Return every line of the records below that contains the word "green", matching its case exactly.

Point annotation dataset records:
%%
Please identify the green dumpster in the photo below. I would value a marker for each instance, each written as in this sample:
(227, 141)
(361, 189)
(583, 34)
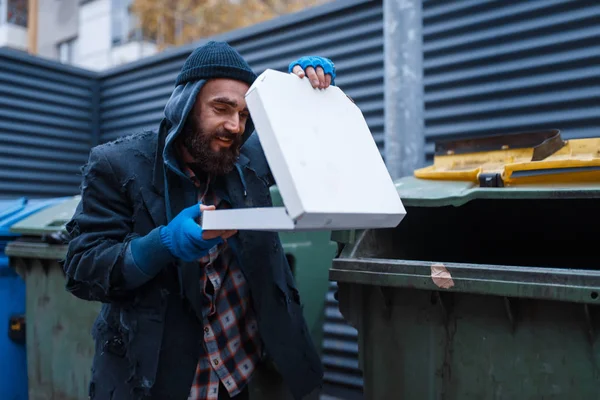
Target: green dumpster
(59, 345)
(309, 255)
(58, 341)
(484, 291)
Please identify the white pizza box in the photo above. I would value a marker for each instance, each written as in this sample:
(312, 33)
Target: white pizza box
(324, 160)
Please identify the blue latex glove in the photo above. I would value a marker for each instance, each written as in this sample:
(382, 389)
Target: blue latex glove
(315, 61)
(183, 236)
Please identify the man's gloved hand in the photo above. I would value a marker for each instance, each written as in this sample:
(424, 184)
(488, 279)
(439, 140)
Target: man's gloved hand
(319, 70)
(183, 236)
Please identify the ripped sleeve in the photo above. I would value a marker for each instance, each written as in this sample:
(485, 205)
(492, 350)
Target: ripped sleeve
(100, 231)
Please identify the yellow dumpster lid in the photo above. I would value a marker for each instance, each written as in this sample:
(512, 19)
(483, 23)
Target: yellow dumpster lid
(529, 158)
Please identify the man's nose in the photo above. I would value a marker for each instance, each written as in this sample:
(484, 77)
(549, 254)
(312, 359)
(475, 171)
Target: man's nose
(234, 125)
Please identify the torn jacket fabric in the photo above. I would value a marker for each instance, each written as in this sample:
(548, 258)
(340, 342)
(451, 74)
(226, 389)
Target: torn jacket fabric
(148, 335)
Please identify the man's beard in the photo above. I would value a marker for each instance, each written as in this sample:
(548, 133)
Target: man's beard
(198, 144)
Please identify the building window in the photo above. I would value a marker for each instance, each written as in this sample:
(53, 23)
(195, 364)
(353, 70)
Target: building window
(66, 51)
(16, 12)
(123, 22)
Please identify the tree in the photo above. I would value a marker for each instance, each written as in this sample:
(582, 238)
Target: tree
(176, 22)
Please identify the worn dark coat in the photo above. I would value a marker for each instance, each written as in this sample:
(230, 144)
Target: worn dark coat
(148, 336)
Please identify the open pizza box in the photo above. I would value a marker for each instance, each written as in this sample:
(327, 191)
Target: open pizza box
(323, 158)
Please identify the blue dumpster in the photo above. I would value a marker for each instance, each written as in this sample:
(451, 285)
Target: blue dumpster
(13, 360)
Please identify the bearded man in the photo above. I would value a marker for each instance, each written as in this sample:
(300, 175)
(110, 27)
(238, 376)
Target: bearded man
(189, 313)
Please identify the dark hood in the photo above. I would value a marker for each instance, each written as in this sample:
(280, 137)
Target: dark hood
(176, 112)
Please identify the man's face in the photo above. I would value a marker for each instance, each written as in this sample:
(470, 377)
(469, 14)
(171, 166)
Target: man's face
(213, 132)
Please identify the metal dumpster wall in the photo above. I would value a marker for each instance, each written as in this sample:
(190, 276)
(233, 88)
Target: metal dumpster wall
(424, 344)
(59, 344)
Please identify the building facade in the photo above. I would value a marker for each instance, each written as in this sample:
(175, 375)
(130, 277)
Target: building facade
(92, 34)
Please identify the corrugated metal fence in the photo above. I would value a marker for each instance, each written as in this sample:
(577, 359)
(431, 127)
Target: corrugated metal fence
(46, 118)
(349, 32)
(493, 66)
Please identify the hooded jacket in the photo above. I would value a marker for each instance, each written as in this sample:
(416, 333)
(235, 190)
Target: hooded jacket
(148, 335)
%%
%%
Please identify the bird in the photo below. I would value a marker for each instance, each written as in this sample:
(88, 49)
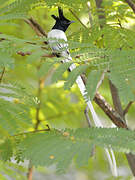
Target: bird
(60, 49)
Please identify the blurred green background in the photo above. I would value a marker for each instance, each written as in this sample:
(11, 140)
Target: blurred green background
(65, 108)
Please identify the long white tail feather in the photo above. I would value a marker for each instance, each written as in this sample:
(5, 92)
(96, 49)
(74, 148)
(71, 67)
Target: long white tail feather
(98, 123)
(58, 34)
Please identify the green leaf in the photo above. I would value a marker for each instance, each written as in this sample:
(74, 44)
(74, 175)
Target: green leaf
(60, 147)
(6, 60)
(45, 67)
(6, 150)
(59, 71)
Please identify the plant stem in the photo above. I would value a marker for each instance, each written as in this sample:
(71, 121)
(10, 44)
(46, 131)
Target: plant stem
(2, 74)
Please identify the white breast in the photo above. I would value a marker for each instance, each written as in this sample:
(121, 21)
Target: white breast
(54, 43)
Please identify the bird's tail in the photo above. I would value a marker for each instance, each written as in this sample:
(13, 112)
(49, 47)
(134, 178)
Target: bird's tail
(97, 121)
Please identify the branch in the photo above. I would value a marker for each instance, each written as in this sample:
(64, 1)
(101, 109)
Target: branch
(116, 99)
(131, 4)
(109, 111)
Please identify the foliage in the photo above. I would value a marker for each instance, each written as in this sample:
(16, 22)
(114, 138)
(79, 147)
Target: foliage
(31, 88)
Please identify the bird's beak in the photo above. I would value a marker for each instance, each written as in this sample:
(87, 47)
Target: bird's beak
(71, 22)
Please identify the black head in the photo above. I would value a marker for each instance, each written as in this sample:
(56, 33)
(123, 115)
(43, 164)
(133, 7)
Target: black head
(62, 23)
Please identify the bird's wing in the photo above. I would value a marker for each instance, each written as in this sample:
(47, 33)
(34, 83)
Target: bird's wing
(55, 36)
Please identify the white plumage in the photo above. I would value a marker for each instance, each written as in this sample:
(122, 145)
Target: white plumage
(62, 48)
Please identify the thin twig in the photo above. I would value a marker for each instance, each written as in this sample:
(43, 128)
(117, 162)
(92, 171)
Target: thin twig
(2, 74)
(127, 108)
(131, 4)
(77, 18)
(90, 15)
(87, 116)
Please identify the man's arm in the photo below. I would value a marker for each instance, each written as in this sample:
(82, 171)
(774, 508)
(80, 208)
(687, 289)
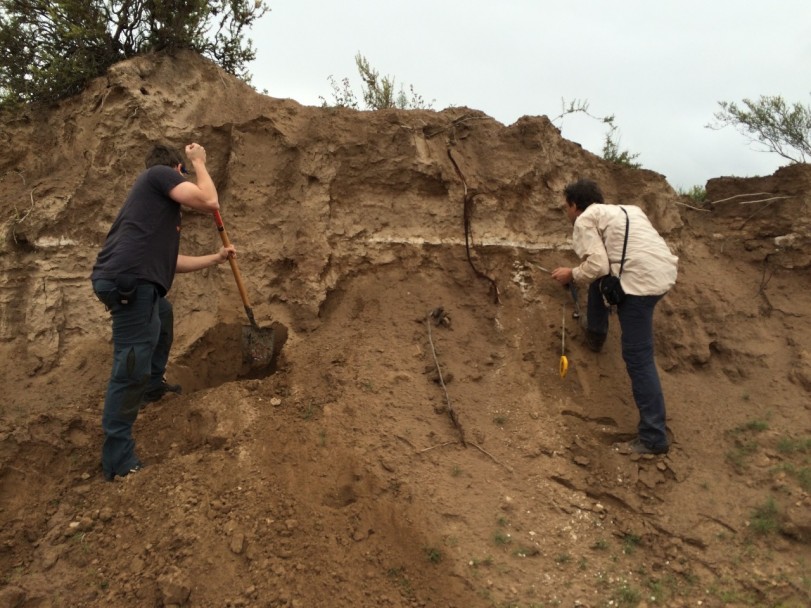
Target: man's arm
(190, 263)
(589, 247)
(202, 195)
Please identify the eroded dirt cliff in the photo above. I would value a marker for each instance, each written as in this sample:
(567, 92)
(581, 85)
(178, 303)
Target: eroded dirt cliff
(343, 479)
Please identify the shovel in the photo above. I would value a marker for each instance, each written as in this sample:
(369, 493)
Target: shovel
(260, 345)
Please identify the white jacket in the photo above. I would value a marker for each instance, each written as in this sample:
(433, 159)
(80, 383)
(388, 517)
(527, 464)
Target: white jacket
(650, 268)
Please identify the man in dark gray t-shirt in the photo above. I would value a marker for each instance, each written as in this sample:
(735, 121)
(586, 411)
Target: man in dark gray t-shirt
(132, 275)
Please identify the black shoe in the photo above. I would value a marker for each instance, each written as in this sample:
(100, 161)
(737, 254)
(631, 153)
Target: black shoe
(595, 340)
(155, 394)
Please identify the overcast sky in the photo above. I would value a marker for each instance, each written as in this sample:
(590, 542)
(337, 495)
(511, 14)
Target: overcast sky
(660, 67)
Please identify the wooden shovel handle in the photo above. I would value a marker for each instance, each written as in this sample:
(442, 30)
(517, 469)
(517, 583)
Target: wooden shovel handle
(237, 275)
%%
■ Written solution
Please identify the green dumpster in the photo below. I would value a marker for each instance, each written as in this sample:
Target: green dumpster
Please identify the blurred green background in the photo above. I would value a marker for each instance, each written as in this sample:
Target: blurred green background
Please identify the green leaf in the photo above. I would value a marker for each instance, each written as in this sample:
Target: green leaf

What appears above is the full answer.